== RECORDED DATA
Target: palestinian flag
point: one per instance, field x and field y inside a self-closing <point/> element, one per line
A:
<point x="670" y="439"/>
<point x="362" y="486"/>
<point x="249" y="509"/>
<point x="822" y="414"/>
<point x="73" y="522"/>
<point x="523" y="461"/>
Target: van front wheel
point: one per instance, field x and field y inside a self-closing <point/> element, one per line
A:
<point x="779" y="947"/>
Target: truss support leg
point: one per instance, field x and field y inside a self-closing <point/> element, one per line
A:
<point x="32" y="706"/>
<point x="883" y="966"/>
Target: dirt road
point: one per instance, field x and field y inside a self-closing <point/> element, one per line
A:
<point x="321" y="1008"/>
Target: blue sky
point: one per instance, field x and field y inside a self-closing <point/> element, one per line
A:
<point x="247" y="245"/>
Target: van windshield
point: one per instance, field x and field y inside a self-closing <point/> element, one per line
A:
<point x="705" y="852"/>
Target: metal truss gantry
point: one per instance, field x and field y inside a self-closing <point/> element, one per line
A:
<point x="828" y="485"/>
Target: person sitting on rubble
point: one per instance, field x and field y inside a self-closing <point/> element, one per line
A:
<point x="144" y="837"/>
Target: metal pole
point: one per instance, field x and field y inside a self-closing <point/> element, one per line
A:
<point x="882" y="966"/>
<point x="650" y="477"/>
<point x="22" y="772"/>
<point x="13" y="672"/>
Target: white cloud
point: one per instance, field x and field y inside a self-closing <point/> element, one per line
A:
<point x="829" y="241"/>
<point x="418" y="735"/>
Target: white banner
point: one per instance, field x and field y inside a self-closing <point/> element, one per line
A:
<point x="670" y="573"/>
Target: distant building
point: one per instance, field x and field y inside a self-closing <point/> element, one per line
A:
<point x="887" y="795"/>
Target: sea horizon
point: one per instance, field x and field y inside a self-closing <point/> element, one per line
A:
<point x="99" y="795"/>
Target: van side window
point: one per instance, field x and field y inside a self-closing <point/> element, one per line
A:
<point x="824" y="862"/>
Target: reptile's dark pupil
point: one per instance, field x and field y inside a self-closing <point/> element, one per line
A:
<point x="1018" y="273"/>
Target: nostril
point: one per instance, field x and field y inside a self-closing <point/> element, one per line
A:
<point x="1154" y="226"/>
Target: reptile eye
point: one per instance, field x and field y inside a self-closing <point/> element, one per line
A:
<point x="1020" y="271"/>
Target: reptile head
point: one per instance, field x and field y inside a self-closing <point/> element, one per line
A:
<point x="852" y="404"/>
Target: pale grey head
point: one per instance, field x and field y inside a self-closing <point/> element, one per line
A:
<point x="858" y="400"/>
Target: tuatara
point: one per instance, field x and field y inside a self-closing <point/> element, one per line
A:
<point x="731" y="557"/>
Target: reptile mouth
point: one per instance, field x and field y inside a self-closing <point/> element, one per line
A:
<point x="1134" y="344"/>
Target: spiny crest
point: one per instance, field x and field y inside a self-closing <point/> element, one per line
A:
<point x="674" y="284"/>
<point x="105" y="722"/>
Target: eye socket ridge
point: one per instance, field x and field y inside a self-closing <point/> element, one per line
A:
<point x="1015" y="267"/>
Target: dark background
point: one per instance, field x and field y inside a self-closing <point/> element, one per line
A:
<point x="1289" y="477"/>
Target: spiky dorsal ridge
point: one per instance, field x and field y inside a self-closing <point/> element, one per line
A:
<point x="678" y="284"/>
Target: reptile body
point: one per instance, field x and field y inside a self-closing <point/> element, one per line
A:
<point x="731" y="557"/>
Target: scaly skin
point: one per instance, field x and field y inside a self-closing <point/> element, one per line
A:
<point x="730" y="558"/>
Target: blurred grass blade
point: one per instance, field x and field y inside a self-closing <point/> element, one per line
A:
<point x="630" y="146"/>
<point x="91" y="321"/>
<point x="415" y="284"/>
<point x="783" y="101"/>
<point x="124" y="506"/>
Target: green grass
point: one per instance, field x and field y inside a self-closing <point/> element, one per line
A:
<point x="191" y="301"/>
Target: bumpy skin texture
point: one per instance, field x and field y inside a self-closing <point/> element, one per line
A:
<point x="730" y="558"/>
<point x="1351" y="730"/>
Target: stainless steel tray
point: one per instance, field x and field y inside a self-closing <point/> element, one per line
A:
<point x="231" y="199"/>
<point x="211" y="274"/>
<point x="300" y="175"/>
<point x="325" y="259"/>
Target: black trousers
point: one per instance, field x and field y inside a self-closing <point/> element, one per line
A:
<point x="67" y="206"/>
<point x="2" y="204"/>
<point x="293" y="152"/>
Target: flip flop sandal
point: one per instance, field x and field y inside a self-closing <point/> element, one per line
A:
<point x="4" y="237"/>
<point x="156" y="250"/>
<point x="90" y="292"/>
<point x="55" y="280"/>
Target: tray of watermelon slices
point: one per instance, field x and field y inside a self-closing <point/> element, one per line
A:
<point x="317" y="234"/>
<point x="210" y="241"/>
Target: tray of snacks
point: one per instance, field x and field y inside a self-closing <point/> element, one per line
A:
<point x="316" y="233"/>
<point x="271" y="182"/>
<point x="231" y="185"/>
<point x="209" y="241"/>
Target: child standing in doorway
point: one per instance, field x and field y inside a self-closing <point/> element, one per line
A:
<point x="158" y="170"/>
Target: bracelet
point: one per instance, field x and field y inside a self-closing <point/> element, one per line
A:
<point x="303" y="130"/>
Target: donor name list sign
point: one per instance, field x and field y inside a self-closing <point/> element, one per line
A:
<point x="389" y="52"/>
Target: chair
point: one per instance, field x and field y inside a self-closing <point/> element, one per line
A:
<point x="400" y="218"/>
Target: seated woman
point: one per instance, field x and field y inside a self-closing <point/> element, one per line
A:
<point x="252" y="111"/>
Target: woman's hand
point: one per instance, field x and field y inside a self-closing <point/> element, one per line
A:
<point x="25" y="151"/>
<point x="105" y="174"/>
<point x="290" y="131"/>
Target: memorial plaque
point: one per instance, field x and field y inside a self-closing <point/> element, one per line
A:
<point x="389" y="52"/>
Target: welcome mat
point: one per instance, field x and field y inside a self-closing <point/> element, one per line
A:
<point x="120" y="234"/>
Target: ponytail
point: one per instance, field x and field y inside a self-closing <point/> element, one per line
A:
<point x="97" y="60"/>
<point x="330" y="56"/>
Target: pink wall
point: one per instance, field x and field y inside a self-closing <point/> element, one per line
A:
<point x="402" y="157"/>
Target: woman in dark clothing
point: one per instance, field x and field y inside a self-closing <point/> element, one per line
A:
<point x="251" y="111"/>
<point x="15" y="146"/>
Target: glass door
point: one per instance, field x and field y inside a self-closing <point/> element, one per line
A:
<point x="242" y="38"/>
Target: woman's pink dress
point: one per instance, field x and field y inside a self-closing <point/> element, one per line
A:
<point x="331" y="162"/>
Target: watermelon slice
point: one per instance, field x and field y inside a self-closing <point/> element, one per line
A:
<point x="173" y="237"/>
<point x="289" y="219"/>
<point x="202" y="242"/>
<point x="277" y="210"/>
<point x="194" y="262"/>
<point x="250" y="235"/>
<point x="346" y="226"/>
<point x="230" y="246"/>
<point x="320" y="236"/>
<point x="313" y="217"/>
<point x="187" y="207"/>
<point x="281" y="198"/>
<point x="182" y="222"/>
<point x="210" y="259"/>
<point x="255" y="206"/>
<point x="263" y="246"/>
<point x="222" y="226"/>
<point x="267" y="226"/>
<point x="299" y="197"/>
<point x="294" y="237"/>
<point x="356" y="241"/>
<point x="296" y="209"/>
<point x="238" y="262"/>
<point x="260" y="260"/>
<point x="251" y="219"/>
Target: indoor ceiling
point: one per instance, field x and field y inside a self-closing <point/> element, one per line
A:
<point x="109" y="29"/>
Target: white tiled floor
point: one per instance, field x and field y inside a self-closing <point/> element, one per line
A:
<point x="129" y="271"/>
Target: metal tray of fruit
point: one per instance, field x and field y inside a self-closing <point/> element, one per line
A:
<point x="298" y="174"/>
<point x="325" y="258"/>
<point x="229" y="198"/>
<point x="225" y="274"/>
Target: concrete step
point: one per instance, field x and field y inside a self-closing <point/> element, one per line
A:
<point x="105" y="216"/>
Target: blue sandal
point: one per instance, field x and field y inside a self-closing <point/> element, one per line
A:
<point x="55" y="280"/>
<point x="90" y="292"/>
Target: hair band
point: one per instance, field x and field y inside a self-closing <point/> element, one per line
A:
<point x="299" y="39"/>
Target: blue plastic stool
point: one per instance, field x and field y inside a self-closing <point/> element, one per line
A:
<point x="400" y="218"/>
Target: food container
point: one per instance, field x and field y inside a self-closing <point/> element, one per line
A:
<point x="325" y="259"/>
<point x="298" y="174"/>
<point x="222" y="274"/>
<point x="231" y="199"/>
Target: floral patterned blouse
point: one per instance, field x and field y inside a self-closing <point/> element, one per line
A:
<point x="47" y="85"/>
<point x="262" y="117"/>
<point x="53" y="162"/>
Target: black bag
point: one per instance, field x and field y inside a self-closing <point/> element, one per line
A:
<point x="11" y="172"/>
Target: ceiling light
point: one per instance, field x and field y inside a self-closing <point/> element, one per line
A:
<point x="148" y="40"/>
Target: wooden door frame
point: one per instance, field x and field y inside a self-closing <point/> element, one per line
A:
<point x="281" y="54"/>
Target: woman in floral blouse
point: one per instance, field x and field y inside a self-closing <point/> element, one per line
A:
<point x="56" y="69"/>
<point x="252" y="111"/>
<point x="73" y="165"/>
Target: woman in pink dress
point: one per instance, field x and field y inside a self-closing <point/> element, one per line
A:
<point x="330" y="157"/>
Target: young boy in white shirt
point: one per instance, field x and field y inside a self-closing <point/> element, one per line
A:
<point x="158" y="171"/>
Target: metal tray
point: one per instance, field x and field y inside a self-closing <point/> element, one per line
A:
====
WHAT IS EXPECTED
Go through the material above and return each line that holds the word "floral".

THE ANSWER
Target: floral patterned blouse
Target: woman in floral blouse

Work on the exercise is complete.